▶
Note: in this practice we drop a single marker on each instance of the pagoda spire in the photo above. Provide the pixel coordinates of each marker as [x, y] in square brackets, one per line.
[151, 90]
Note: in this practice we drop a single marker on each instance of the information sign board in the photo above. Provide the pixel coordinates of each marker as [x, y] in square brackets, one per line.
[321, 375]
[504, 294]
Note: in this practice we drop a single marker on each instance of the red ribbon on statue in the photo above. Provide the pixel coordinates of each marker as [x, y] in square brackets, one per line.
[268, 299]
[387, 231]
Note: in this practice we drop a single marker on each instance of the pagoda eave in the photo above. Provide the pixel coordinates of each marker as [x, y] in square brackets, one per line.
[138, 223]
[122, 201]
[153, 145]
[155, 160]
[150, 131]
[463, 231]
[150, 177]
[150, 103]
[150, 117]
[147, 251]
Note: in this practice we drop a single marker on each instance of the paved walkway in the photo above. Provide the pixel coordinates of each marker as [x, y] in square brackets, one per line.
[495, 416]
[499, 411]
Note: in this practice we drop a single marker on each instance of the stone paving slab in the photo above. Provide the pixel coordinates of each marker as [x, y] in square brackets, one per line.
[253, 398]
◀
Quote each line above in full, word for word.

Note: in this practice we drop a single marker on each instance of the pagoda spire in the photo above. Provide the pixel coordinates of each marker as [x, y] in square brackets, one per line.
[151, 90]
Note: in this practice we drop a single marker on each instance of the information sign board in the photo above. Provide the pixel coordinates of each marker as [x, y] in square brackets, one per line.
[321, 375]
[504, 294]
Note: in this practice we drop a single marker on each instance of the red ribbon on statue in the photo above. Provide the pixel coordinates of each marker as [x, y] in square brackets, one per line.
[268, 299]
[387, 231]
Note: in this practice we drop a single marker on each instance of the pagoda eave in the photo above. Provide the pixel coordinates of each marker as [x, y] in square brackets, one per line.
[138, 223]
[122, 201]
[153, 145]
[155, 160]
[150, 131]
[463, 231]
[150, 177]
[150, 103]
[150, 117]
[147, 251]
Note: in this practice we drop a single marker on each instance of the paved walkway in the photo above. Provide the pixel coordinates of each marker as [x, y] in square brackets, one per line.
[495, 416]
[499, 411]
Note: in this practice we drop a single marker on each instance of the stone paving slab in the photo above. Provide the pixel coordinates of each marker as [x, y] in square brackets, one per line.
[253, 398]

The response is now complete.